SOURCE EXCERPT >>
★ ★ ★ ★ ★ ★ ★

From: Stefano Brivio <sbrivio@redhat.com>
To: Florian Westphal <fw@strlen.de>
Cc: <netfilter-devel@vger.kernel.org>, sontu21@gmail.com
Subject: Re: [PATCH nf 1/3] nft_set_pipapo: add avx register usage tracking for NET_DEBUG builds
Date: Fri, 4 Apr 2025 12:40:05 +0200 [thread overview]
Message-ID: <20250404124005.75ed1949@elisabeth> (raw)
In-Reply-To: <20250404062105.4285-2-fw@strlen.de>
Mostly nits:
On Fri, 4 Apr 2025 08:20:52 +0200
Florian Westphal <fw@strlen.de> wrote:
> Add rudimentary register tracking for avx2 helpers.
>
> A register can have following states:
> - mem (contains packet data)
> - and (was consumed, value folded into other register)
> - tmp (holds result of folding operation)

★ ★ ★ ★ ★ ★ ★

GIVEN INFORMATION >>
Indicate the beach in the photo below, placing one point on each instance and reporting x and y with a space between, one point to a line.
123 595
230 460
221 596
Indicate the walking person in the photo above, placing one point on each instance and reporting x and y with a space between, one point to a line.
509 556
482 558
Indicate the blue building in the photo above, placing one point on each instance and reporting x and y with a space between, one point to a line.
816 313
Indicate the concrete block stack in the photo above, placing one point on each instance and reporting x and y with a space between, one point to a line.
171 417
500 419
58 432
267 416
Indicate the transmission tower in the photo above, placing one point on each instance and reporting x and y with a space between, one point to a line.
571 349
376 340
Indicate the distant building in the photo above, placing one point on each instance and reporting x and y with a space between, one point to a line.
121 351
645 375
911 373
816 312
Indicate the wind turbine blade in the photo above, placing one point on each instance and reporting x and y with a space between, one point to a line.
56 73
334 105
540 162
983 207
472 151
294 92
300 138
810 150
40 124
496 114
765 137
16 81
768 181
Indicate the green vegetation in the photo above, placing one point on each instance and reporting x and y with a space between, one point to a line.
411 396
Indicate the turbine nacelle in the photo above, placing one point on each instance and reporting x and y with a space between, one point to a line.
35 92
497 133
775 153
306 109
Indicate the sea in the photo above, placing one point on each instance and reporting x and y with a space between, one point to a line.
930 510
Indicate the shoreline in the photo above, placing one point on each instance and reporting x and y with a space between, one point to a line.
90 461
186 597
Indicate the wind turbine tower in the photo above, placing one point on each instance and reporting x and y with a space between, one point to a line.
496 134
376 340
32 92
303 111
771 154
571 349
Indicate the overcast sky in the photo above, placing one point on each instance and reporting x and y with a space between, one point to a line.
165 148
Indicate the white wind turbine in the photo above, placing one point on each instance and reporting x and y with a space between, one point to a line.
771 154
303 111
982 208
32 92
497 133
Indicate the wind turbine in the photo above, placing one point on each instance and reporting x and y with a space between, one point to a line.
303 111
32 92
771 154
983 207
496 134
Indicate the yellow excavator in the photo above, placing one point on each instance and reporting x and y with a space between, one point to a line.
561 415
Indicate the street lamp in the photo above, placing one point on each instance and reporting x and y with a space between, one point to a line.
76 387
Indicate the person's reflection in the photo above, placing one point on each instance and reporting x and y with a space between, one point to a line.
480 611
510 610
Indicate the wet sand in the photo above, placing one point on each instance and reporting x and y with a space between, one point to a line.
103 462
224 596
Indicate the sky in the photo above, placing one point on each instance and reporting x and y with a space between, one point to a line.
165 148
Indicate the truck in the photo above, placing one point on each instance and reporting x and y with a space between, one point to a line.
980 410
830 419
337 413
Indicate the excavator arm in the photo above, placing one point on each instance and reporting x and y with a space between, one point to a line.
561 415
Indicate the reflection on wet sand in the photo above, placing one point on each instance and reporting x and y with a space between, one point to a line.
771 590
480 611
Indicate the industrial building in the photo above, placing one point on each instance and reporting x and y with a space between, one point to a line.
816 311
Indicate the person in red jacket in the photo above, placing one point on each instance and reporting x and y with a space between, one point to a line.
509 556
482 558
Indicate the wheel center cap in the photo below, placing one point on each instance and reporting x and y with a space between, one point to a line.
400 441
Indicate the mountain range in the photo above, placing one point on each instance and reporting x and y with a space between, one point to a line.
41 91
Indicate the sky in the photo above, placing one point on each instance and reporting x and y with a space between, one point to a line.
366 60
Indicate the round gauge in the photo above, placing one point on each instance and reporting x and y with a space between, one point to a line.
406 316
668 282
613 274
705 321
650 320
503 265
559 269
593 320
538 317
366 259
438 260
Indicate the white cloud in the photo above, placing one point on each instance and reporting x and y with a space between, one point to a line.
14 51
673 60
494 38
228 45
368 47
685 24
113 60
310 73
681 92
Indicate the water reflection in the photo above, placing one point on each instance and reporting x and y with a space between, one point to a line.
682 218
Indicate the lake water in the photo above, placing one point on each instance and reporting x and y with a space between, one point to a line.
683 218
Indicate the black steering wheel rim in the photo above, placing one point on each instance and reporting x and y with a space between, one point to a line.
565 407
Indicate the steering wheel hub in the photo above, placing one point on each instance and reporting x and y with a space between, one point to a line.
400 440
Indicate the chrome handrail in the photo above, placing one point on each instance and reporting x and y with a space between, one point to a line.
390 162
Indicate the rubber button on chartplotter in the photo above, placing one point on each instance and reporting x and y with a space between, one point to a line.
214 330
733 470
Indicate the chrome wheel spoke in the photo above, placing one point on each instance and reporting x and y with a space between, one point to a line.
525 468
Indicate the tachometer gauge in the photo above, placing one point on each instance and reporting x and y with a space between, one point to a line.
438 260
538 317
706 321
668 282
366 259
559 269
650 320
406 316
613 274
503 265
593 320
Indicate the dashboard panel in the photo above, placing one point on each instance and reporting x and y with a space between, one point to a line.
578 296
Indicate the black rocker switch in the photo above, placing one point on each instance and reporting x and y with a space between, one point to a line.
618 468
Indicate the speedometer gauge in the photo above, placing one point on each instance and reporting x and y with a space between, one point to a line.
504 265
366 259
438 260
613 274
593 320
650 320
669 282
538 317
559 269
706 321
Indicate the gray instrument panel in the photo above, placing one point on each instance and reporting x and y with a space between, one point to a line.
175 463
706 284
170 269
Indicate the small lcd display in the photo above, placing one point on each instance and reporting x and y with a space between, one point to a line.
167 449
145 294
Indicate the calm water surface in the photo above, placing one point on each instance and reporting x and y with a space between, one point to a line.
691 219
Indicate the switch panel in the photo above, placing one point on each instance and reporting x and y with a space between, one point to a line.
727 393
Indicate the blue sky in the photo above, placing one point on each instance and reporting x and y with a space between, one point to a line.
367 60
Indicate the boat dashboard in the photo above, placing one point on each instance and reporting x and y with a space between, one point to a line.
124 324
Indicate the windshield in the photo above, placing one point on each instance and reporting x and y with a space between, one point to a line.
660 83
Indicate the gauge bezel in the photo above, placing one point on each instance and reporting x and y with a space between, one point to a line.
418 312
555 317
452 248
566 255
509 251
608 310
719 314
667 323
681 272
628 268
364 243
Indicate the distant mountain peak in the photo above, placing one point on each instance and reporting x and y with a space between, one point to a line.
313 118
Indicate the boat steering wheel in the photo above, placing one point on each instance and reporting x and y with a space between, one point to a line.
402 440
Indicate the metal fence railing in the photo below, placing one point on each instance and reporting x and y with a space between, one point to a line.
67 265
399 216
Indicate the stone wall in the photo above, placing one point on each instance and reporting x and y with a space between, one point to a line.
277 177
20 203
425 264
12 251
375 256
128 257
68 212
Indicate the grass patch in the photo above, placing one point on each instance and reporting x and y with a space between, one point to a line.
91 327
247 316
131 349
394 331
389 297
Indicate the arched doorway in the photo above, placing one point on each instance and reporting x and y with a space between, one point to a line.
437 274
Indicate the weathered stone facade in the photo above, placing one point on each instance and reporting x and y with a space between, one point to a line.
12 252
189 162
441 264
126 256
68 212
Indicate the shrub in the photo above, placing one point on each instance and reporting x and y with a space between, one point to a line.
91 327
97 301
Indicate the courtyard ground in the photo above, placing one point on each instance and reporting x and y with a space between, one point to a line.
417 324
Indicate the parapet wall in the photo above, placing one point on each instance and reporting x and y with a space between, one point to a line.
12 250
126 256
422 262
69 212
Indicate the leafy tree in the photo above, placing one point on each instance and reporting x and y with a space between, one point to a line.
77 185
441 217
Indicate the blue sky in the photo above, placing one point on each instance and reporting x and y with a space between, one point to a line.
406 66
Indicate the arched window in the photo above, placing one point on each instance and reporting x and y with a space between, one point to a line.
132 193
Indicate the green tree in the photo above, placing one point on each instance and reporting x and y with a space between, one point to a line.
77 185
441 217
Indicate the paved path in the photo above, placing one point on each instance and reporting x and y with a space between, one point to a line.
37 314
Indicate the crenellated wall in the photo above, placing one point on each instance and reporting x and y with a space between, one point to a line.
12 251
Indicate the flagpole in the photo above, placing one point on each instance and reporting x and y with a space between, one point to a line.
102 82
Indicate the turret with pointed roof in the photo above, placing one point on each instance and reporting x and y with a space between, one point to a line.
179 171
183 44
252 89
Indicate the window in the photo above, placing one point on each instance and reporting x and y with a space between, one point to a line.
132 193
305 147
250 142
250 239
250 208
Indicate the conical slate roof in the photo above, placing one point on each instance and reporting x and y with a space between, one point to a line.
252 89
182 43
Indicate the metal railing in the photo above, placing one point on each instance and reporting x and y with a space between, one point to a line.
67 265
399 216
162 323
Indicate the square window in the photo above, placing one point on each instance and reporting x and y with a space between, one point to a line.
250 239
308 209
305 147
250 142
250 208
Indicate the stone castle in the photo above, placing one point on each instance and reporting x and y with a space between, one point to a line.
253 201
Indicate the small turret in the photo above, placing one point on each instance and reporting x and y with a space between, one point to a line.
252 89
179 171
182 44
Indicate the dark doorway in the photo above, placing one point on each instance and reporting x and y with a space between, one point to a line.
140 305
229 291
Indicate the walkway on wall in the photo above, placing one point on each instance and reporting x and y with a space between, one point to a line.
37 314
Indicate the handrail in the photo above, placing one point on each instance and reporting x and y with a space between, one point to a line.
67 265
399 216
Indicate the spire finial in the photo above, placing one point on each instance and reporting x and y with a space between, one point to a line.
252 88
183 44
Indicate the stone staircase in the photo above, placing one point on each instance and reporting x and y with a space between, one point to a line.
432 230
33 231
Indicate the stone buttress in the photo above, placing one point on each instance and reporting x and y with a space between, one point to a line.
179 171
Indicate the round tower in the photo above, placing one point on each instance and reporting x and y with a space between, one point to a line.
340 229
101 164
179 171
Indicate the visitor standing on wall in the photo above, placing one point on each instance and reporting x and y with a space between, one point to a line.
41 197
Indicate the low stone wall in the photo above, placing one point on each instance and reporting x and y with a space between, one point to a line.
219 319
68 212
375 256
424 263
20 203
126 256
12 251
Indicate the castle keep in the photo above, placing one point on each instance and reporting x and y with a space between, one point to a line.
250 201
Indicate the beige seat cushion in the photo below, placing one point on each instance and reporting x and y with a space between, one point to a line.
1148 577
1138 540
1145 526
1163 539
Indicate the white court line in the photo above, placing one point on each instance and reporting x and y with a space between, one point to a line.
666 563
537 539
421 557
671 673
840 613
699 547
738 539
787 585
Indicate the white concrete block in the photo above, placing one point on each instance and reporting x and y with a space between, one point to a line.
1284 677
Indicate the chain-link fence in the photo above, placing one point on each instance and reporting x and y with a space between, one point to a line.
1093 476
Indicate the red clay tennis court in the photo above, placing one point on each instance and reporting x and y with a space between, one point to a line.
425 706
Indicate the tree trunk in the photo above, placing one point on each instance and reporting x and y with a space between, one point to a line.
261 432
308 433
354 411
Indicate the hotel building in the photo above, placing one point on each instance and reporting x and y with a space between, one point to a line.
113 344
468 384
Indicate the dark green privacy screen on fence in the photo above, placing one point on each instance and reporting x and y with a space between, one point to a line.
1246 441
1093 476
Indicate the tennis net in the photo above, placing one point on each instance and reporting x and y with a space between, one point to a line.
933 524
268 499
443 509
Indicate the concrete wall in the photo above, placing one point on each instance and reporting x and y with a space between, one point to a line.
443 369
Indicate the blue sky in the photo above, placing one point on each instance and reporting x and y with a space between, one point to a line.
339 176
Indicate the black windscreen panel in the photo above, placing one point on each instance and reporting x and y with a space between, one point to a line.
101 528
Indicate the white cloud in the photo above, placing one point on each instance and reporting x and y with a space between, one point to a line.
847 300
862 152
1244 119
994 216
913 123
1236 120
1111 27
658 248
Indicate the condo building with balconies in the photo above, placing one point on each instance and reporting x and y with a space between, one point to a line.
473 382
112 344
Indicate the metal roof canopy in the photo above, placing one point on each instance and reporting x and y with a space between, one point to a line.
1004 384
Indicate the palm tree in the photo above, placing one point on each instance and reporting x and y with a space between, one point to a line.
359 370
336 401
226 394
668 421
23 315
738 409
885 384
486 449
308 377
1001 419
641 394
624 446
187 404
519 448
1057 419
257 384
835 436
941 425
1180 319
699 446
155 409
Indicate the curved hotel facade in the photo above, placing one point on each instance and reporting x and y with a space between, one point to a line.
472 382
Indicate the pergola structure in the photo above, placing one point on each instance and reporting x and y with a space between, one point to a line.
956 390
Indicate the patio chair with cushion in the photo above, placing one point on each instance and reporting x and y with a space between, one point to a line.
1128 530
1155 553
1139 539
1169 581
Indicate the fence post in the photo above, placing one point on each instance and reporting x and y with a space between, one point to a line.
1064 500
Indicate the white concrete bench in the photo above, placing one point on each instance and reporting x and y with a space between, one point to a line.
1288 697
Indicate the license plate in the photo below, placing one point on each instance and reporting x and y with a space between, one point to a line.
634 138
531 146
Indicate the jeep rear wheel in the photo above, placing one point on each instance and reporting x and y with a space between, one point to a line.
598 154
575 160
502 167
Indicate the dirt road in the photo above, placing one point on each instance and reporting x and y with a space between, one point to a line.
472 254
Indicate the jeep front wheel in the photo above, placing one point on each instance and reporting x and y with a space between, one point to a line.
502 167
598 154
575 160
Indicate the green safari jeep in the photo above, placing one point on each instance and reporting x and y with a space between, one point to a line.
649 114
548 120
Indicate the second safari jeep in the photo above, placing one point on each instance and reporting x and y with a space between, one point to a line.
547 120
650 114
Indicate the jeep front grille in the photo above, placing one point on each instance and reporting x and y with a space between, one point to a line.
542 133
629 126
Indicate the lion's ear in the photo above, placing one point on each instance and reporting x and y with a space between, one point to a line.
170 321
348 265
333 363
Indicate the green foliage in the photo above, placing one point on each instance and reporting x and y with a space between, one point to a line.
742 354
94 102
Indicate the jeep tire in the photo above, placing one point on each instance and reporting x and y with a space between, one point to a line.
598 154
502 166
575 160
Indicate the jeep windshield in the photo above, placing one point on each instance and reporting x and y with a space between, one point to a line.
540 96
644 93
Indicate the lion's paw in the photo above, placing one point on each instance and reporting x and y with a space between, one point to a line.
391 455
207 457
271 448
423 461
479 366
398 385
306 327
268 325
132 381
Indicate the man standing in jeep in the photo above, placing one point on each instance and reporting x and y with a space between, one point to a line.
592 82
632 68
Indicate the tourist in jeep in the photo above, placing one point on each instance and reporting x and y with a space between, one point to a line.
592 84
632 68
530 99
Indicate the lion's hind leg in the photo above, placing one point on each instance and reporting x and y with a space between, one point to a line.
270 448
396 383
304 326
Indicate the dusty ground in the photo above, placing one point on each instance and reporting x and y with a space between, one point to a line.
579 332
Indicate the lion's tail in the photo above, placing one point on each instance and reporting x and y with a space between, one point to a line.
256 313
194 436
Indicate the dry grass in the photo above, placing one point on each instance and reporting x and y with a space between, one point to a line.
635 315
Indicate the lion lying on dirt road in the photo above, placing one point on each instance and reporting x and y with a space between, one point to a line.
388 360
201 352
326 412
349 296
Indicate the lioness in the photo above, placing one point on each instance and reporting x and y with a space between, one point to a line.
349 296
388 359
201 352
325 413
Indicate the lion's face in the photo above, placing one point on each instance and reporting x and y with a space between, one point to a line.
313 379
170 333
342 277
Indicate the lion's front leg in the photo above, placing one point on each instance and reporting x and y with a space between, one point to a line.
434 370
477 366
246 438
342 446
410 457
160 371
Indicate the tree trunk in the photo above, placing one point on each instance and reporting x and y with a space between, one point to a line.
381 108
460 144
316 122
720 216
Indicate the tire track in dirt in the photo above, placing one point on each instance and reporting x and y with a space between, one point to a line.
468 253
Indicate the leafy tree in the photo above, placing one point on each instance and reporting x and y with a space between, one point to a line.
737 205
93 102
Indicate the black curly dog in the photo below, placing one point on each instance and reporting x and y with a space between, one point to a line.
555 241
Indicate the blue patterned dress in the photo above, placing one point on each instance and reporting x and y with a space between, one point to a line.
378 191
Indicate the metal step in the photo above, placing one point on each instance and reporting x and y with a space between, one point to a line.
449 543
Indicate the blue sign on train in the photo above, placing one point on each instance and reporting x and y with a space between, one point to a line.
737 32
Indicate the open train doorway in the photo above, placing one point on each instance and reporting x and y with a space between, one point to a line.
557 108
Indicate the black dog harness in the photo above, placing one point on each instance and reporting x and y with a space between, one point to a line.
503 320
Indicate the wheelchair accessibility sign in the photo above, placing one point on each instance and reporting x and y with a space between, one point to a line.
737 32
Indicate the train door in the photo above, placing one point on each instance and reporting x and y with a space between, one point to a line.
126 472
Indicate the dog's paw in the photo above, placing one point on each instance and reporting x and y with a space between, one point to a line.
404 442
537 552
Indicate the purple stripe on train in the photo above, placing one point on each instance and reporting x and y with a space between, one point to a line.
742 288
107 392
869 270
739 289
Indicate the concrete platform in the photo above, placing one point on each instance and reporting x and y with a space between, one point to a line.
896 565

★ ★ ★ ★ ★ ★ ★

EXERCISE SET >>
[a] In the patch review email, which register state is described as holding the result of a folding operation?
[b] Please continue the patch review email from the point where it stops.

RESPONSE LIST >>
[a] The tmp state.

[b]
>
> Warn if
> a) register store happens while register has 'mem' bit set
> but 'and' unset
> b) register is examined but wasn't written to
> c) register is folded into another register but wasn't written to
Thanks, this looks very useful... especially in hindsight. :)
> This is off unless NET_DEBUG=y is set.
>
> Signed-off-by: Florian Westphal <fw@strlen.de>
> ---
> net/netfilter/nft_set_pipapo_avx2.c | 136 +++++++++++++++++++++++++++-
> 1 file changed, 131 insertions(+), 5 deletions(-)
>
> diff --git a/net/netfilter/nft_set_pipapo_avx2.c b/net/netfilter/nft_set_pipapo_avx2.c
> index b8d3c3213efe..8ce7154b678a 100644
> --- a/net/netfilter/nft_set_pipapo_avx2.c
> +++ b/net/netfilter/nft_set_pipapo_avx2.c
> @@ -26,6 +26,109 @@
>
> #define NFT_PIPAPO_LONGS_PER_M256 (XSAVE_YMM_SIZE / BITS_PER_LONG)
>
> +#if defined(CONFIG_DEBUG_NET)
This made me wonder if there's any specific reason why we would need
#if defined(x) here instead of a common #ifdef x. It looks like there
isn't a reason, so maybe #ifdef CONFIG_DEBUG_NET is more... expected.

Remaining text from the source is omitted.